Exercise prompt: Return each of the following lines that contains the word "black", treating uppercase and lowercase letters as distinct.

Supplied data:
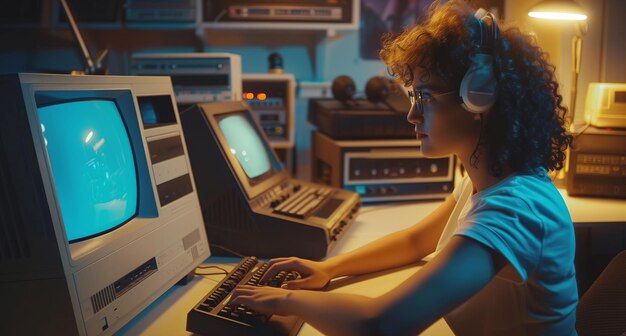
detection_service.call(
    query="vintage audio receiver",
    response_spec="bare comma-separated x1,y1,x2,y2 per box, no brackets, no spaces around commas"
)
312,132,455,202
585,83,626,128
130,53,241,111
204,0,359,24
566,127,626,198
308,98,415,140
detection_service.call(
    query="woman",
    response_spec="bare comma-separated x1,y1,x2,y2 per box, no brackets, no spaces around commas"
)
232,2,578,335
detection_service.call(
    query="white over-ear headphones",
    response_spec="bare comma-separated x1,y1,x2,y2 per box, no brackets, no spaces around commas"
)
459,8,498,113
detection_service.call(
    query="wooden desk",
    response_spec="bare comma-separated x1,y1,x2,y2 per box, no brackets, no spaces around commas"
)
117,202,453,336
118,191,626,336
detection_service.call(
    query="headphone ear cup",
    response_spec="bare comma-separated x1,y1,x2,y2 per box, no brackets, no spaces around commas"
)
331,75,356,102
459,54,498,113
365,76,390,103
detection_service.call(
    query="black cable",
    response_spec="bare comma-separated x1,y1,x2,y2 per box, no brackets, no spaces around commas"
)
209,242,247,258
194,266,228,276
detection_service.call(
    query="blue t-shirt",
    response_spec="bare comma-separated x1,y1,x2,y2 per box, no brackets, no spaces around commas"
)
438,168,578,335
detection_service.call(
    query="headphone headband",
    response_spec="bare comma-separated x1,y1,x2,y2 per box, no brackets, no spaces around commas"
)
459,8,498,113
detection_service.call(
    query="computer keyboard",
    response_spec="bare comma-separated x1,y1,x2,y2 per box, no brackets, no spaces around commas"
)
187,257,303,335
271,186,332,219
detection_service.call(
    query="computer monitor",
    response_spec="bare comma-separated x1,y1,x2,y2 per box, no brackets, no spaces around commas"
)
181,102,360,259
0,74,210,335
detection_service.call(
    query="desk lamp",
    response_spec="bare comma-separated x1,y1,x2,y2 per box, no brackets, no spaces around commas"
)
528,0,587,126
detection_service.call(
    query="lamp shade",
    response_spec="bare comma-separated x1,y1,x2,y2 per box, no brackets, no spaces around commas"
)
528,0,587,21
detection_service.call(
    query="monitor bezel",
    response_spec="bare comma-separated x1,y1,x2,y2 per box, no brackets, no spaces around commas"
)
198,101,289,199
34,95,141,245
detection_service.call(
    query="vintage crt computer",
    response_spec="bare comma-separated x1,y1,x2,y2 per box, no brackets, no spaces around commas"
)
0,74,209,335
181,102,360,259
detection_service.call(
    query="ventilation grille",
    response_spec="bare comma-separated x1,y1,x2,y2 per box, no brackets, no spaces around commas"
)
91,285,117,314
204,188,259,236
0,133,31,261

==

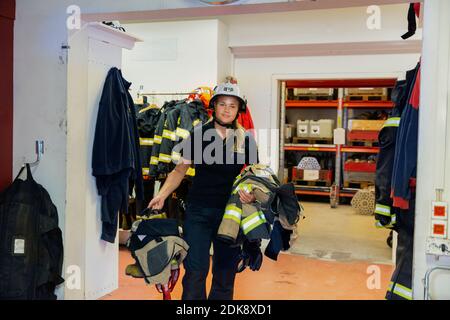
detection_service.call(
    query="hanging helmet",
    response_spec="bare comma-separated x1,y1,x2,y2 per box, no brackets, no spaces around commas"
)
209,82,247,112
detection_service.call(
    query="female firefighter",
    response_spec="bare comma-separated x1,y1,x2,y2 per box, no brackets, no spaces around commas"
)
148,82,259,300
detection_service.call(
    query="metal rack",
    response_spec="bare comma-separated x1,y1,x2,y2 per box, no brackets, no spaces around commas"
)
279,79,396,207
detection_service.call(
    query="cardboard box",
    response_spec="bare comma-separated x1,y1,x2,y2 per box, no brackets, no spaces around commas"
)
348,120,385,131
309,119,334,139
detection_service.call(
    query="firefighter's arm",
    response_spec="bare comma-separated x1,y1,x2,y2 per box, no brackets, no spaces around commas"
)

* * *

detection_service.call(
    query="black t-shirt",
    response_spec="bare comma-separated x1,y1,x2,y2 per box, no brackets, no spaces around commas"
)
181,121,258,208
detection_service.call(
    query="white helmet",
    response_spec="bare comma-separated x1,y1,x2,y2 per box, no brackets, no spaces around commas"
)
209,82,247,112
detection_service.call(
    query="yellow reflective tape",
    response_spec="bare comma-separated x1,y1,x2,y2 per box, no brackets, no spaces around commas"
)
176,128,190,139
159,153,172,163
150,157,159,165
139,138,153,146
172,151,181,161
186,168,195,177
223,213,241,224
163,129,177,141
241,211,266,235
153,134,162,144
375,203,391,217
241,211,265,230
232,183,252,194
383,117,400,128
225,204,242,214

Written solution:
    query="black cable",
    query="black t-shirt",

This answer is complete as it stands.